### THE TASK
Rescale the items from the beginning through the line containing "(1117, 331)", inclusive. Multiply each answer coordinate by 1.4, round it to a whole number with halves rounded up, and copy every other line unchanged.

— start —

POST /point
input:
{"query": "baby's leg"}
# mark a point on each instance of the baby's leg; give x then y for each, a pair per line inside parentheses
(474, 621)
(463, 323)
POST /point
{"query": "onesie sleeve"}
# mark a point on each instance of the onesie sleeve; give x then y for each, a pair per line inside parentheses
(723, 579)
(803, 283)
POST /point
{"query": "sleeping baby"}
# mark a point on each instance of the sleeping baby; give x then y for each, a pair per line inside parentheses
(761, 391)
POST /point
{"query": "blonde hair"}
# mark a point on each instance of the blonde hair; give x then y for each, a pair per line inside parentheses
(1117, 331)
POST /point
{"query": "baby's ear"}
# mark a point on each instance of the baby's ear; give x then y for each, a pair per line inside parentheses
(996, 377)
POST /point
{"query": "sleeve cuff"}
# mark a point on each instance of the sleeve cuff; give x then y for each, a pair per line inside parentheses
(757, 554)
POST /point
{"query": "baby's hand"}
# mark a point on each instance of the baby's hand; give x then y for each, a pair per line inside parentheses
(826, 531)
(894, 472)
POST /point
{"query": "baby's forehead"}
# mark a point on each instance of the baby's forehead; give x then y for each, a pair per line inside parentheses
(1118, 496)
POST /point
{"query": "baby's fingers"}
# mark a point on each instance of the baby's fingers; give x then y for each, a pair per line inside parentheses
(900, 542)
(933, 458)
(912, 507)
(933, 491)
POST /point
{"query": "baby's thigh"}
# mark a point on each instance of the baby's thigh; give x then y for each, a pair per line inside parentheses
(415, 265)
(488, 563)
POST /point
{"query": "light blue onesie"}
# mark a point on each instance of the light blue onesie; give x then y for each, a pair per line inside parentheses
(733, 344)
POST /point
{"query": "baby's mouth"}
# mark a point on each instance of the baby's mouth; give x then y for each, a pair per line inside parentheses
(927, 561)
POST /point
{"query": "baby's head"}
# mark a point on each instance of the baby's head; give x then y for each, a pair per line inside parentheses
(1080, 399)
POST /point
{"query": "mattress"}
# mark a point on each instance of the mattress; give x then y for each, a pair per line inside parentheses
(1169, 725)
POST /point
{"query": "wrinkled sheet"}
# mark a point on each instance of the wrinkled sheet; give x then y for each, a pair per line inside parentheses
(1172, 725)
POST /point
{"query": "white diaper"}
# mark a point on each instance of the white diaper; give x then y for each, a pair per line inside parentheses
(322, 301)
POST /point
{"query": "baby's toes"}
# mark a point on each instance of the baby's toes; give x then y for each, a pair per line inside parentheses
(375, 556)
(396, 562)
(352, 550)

— end —

### SOLUTION FOR THIS EXERCISE
POST /point
input:
{"query": "baby's leg"}
# mark a point on each instance of the baby's leg; give x then y for each, a pair per line inside parentheses
(664, 869)
(648, 452)
POST /point
{"query": "onesie sleeve"}
# mark a point on each instance of the onesie sleeve; give x then y for each, a pair per line inside parentheses
(1012, 811)
(1124, 396)
POST /point
{"query": "sleeping baby"}
# mark a point on each instance of the sleeping baby; give x then y for each, a pair per line inside parentheses
(1065, 547)
POST /point
{"query": "blonde hair"}
# mark a point on each instance of the blonde hair; give x then y for each, a pair per line inside parentheses
(1564, 463)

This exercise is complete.